** begin Record list **

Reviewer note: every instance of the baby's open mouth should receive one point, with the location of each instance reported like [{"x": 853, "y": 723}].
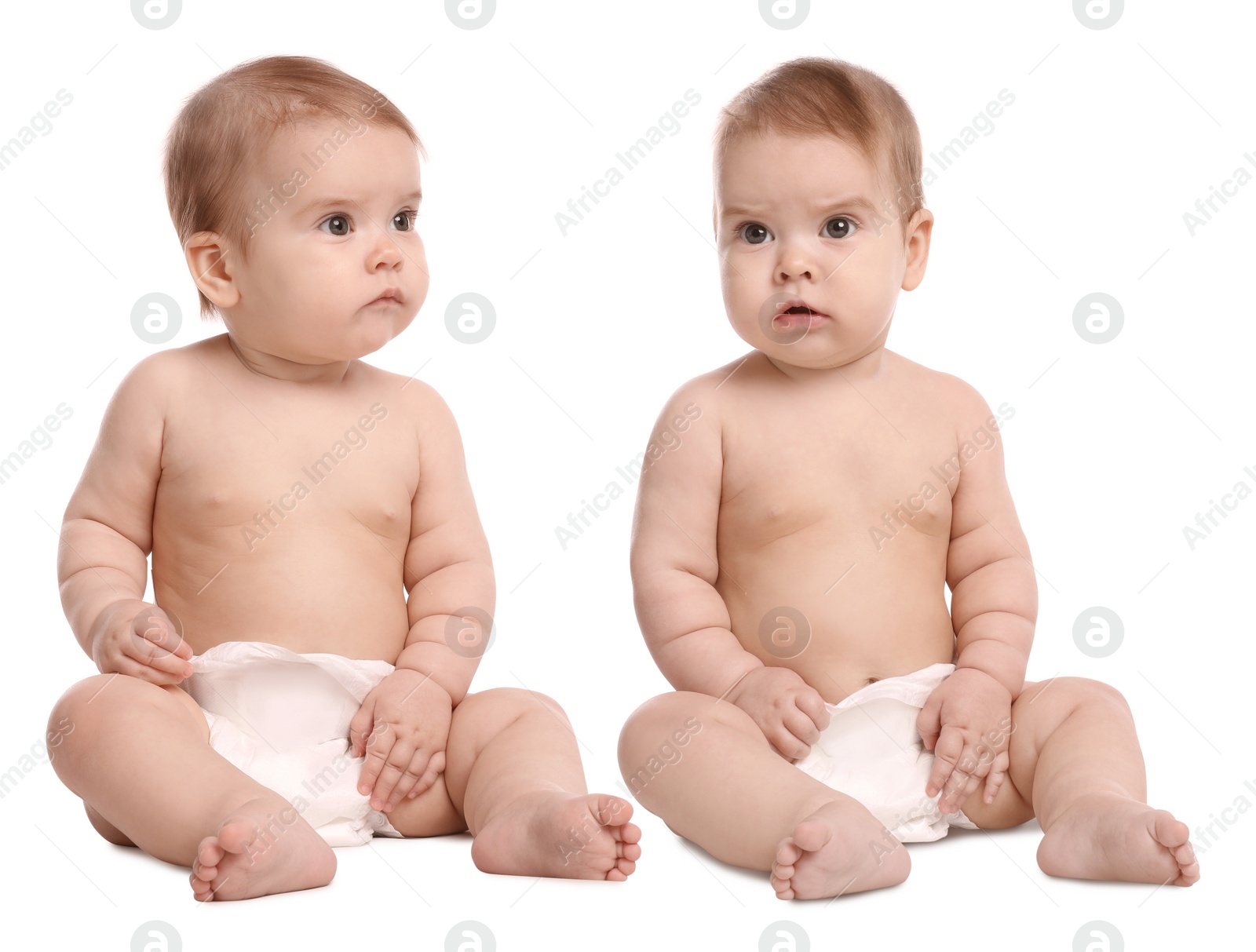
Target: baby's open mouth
[{"x": 799, "y": 313}]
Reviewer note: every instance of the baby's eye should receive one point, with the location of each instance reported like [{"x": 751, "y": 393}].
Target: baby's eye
[
  {"x": 841, "y": 226},
  {"x": 753, "y": 232},
  {"x": 337, "y": 230}
]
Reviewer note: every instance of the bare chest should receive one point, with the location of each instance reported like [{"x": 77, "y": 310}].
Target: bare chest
[
  {"x": 238, "y": 471},
  {"x": 852, "y": 477}
]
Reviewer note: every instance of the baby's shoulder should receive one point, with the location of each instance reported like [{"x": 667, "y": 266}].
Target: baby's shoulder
[
  {"x": 408, "y": 397},
  {"x": 937, "y": 389}
]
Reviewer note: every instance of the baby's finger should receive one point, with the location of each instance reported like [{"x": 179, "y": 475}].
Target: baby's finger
[
  {"x": 960, "y": 786},
  {"x": 946, "y": 755},
  {"x": 435, "y": 768},
  {"x": 810, "y": 703},
  {"x": 785, "y": 742},
  {"x": 376, "y": 753},
  {"x": 995, "y": 779},
  {"x": 157, "y": 634},
  {"x": 397, "y": 776},
  {"x": 801, "y": 726}
]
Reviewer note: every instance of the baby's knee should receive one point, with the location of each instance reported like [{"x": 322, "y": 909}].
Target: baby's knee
[
  {"x": 663, "y": 720},
  {"x": 514, "y": 702},
  {"x": 73, "y": 706},
  {"x": 1090, "y": 691}
]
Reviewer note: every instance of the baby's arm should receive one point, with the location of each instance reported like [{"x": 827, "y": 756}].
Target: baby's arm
[
  {"x": 994, "y": 604},
  {"x": 403, "y": 722},
  {"x": 994, "y": 596},
  {"x": 447, "y": 567},
  {"x": 682, "y": 617},
  {"x": 107, "y": 534}
]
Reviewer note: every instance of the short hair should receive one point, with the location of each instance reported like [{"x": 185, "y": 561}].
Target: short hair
[
  {"x": 221, "y": 135},
  {"x": 816, "y": 96}
]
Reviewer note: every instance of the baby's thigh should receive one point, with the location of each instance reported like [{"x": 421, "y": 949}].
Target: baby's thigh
[
  {"x": 430, "y": 814},
  {"x": 1014, "y": 801}
]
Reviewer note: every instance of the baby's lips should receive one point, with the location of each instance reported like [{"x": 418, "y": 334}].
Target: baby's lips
[{"x": 768, "y": 312}]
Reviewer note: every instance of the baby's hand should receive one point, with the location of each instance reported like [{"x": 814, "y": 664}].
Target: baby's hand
[
  {"x": 789, "y": 711},
  {"x": 966, "y": 722},
  {"x": 140, "y": 640},
  {"x": 402, "y": 726}
]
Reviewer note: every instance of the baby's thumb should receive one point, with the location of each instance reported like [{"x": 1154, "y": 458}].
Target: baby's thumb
[
  {"x": 360, "y": 728},
  {"x": 929, "y": 724}
]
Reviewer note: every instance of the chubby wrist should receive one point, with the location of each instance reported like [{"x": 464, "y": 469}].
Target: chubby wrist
[
  {"x": 418, "y": 657},
  {"x": 422, "y": 682},
  {"x": 981, "y": 675}
]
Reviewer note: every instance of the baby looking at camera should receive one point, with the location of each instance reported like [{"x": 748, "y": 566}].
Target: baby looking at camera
[
  {"x": 789, "y": 558},
  {"x": 282, "y": 696}
]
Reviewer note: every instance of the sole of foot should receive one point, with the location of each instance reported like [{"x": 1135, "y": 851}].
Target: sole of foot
[
  {"x": 254, "y": 853},
  {"x": 558, "y": 834},
  {"x": 837, "y": 851},
  {"x": 1115, "y": 838}
]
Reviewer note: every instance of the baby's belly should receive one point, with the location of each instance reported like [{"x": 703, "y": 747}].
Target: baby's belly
[
  {"x": 309, "y": 593},
  {"x": 834, "y": 615}
]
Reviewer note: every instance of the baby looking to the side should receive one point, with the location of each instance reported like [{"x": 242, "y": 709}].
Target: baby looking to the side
[
  {"x": 289, "y": 495},
  {"x": 789, "y": 556}
]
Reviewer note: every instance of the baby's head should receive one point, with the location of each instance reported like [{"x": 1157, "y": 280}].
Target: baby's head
[
  {"x": 818, "y": 207},
  {"x": 294, "y": 188}
]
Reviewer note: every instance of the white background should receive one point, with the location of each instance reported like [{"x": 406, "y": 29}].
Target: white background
[{"x": 1113, "y": 449}]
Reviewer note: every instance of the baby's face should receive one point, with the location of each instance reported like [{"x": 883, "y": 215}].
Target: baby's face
[
  {"x": 345, "y": 238},
  {"x": 798, "y": 225}
]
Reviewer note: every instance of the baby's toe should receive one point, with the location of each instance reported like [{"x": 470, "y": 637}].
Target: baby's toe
[{"x": 788, "y": 853}]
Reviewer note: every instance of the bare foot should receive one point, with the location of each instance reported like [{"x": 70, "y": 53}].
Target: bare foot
[
  {"x": 257, "y": 851},
  {"x": 837, "y": 851},
  {"x": 1112, "y": 837},
  {"x": 553, "y": 833}
]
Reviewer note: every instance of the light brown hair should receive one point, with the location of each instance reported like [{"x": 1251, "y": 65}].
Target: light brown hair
[
  {"x": 220, "y": 138},
  {"x": 816, "y": 96}
]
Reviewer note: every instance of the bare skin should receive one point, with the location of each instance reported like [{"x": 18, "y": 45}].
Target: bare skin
[
  {"x": 290, "y": 494},
  {"x": 798, "y": 516}
]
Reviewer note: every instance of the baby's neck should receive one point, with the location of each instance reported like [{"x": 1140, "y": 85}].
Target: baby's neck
[
  {"x": 280, "y": 368},
  {"x": 862, "y": 368}
]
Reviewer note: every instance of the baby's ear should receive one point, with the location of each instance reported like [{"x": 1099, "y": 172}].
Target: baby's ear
[{"x": 209, "y": 259}]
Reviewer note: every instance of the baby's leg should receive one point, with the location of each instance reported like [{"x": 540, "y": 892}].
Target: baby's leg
[
  {"x": 709, "y": 771},
  {"x": 140, "y": 757},
  {"x": 514, "y": 770},
  {"x": 1074, "y": 757}
]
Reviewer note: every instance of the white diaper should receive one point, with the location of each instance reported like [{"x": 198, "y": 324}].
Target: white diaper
[
  {"x": 284, "y": 720},
  {"x": 872, "y": 751}
]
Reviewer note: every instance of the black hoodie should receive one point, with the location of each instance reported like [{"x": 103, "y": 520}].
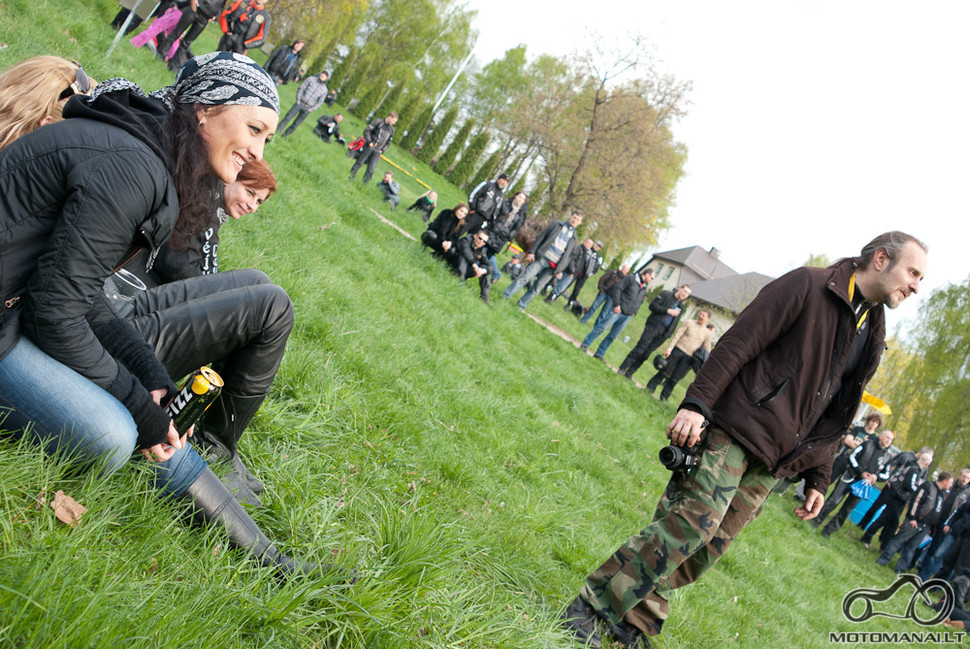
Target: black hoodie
[{"x": 74, "y": 195}]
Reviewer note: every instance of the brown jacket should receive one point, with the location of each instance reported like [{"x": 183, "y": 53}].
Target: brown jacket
[{"x": 770, "y": 381}]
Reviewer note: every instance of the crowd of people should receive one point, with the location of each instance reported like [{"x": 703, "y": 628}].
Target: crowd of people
[{"x": 186, "y": 158}]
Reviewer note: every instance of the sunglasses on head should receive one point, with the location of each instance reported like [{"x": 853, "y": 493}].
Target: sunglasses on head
[{"x": 80, "y": 86}]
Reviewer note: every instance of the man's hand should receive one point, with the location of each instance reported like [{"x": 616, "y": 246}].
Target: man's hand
[
  {"x": 686, "y": 427},
  {"x": 814, "y": 500}
]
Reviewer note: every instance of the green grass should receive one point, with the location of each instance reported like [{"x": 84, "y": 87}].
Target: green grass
[{"x": 472, "y": 465}]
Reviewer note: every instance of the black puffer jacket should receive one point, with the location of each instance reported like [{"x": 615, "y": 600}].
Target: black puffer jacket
[{"x": 74, "y": 196}]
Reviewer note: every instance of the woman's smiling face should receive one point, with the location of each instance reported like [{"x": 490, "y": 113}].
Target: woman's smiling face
[{"x": 234, "y": 135}]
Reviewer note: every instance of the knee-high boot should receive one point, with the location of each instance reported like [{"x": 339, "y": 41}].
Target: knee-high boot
[
  {"x": 212, "y": 503},
  {"x": 220, "y": 429}
]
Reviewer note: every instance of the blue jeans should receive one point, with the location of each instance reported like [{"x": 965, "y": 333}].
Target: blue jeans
[
  {"x": 607, "y": 319},
  {"x": 64, "y": 412},
  {"x": 601, "y": 298},
  {"x": 530, "y": 271},
  {"x": 493, "y": 260},
  {"x": 932, "y": 563},
  {"x": 561, "y": 286}
]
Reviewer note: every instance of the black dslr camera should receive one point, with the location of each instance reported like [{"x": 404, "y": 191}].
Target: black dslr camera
[{"x": 679, "y": 458}]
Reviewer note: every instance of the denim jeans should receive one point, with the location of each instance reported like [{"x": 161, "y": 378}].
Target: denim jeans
[
  {"x": 607, "y": 319},
  {"x": 524, "y": 278},
  {"x": 561, "y": 286},
  {"x": 64, "y": 412},
  {"x": 601, "y": 298}
]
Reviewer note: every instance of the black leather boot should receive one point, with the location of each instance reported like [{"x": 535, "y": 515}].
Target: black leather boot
[
  {"x": 213, "y": 504},
  {"x": 220, "y": 429}
]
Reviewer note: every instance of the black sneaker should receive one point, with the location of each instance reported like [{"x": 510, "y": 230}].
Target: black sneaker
[
  {"x": 628, "y": 635},
  {"x": 581, "y": 621}
]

** end Record list **

**Your goal**
Give the lines exactly as they stand, from the line with "Reviewer note: every instance of the denim" through the end of the material.

**Task answer**
Reviewer note: every instance of the denim jeans should receive one point, with the location of each instance reported like [{"x": 161, "y": 378}].
Target: denim jeans
[
  {"x": 607, "y": 319},
  {"x": 524, "y": 278},
  {"x": 561, "y": 286},
  {"x": 64, "y": 412},
  {"x": 601, "y": 298}
]
Reviewer note: every instance of the black leather boot should receive one point, with the location of each instance reported like [{"x": 535, "y": 515}].
Target: black leather boot
[
  {"x": 213, "y": 504},
  {"x": 220, "y": 429}
]
Reviewer note: every instance of the black sneaker should receive one point, with the location of each instance reported like [{"x": 510, "y": 230}].
Target: black sneaker
[
  {"x": 628, "y": 635},
  {"x": 581, "y": 621}
]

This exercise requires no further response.